**WHAT YOU HAVE TO DO**
Please find each line of the records that contains the word "Target" and copy those lines out in full.

**DATA IN THIS EXERCISE**
#####

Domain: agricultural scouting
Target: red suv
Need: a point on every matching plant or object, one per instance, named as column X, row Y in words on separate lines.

#####

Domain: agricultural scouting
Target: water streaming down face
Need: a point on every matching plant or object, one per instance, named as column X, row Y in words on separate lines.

#####

**COMPLETE OUTPUT**
Target: red suv
Target: water streaming down face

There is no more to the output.